Problem A: Count the lines in the rows below that contain the string "gray", treating uppercase and lowercase letters as different. Reply with the number alone.
Problem B: Continue the article on Fredonia's education program accreditation from the point where the text below stops.

Document section:

☆ ☆ ☆ ☆ ☆ ☆ ☆

For Dr. Christine Givner, the dean of the College of Education, it’s all about “growing into the future.”
Starting in 2004, all New York universities with EPPs were subject to national certifications or accreditations. Up until 2013, the accrediting was given by two different groups, NCATE and TEAC.
After a growing sense of political backlash against public education and universities towards their education programs over the last decade, those two organizations wanted to refine their overwatch and improve education nationally. The two groups combined and formed CAEP, the current accreditor of EPPs.
Givner was reluctant to agree with the backlash, but she, among others, saw this as a great opportunity for Fredonia.
“It was a reinvention,” said Givner.
According to Givner, CAEP developed all new standards, and the education field, in general, wanted “to transform Educated Preparation Programs to be the very best that [they] can be.”
Universities that were transitioning from the old standards to the new ones were given three options. The first and second options were that they could stick with NCATE or TEAC’s standards through the next accreditation. The third option was to embrace the new CAEP standards.

☆ ☆ ☆ ☆ ☆ ☆ ☆

Dataset rows on where objects appear
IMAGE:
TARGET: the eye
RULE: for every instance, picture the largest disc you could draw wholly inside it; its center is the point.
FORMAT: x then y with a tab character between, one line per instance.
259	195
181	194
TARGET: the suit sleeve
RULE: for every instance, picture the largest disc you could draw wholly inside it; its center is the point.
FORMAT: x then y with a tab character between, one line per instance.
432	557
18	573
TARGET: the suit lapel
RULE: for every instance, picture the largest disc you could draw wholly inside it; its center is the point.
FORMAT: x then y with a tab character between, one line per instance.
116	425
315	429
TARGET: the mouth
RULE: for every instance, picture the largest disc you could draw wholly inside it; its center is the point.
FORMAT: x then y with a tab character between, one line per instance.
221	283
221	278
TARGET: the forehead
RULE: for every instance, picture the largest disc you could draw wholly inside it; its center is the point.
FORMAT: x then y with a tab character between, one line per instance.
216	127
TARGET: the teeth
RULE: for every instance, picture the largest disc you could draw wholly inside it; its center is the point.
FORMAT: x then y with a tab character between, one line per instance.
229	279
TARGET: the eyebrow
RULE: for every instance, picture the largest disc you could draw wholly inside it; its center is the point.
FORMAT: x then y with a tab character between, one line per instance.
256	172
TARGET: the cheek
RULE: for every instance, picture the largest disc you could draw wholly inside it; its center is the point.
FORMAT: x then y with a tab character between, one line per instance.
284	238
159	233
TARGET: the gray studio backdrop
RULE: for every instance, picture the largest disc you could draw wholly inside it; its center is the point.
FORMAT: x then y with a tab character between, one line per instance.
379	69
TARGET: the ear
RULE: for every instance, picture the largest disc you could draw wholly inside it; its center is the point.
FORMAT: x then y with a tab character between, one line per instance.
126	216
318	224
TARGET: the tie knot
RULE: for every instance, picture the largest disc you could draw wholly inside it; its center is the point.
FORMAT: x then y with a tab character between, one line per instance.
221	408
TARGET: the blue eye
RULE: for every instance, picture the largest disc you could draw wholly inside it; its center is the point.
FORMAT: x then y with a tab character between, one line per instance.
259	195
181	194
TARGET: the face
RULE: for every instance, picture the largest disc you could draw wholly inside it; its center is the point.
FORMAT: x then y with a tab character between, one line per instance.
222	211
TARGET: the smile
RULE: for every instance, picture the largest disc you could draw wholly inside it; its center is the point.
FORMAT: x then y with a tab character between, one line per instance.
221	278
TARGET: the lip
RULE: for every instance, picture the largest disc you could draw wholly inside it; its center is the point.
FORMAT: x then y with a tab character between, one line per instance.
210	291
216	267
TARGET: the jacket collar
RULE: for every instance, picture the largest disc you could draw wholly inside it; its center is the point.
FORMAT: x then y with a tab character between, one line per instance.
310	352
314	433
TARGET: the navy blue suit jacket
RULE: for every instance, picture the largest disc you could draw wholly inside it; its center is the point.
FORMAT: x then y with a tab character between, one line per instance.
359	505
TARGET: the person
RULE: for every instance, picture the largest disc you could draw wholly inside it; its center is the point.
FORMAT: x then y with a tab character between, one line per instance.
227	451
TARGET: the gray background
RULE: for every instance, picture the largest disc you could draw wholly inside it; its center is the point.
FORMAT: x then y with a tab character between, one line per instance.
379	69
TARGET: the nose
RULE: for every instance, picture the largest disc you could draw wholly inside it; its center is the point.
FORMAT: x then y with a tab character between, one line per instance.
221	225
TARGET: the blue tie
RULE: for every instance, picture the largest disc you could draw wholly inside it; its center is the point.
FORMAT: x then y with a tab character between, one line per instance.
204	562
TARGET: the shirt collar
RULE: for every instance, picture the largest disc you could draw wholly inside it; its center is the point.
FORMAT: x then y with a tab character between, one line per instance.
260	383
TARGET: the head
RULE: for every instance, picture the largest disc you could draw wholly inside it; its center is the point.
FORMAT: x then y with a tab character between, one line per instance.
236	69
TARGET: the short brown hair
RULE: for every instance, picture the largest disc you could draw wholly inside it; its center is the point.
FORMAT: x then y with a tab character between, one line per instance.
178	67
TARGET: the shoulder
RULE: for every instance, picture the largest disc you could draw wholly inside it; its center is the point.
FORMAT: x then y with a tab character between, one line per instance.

☆ ☆ ☆ ☆ ☆ ☆ ☆

Exercise result A: 2

Exercise result B:
Up for accreditation in 2015, the University, after an unanimous vote among the Professional Education Council at Fredonia, decided in 2013 that they would run with the new CAEP standards.
“We decided that we would be bold and be pioneers in terms of taking on the new CAEP standards and become an early adopter,” Givner said.
Electing to become an early adopter meant that the 29 education programs, undergraduate and graduate, would have to change their methods to meet the brand new regulations.
Without any guidance documents or any structure to follow, the University went in blind and prepared for over two years.
“It was kind of like a moving target,” Givner said, referring to keeping up with CAEP standards as they evolved over the last three years. Over the course of Fredonia’s preparation period, CAEP started with just three standards and ended with five.
Givner was also aware that other universities nation-wide that chose to be earlier adopters were dropping out. According to her, the CAEP office called Fredonia to encourage them to stick with them because “more than half of [the early adopters] had dropped out.”
Over the last three years, Fredonia had to report back CAEP with formal reports even before the CAEP team assigned to Fredonia could visit the campus.
In September 2015, that team finally arrived on campus. After a great visit and a pat on the back per se, they left and Fredonia had to wait for its official accreditation.
Soon enough, the University would hear back and was informed that it had passed all five standards, making Fredonia the first in New York and one of the first in the U.S. to do so.
“To be an early adopter, I think it demonstrates that we have faculty and staff who really are experts in their field,” Givner said.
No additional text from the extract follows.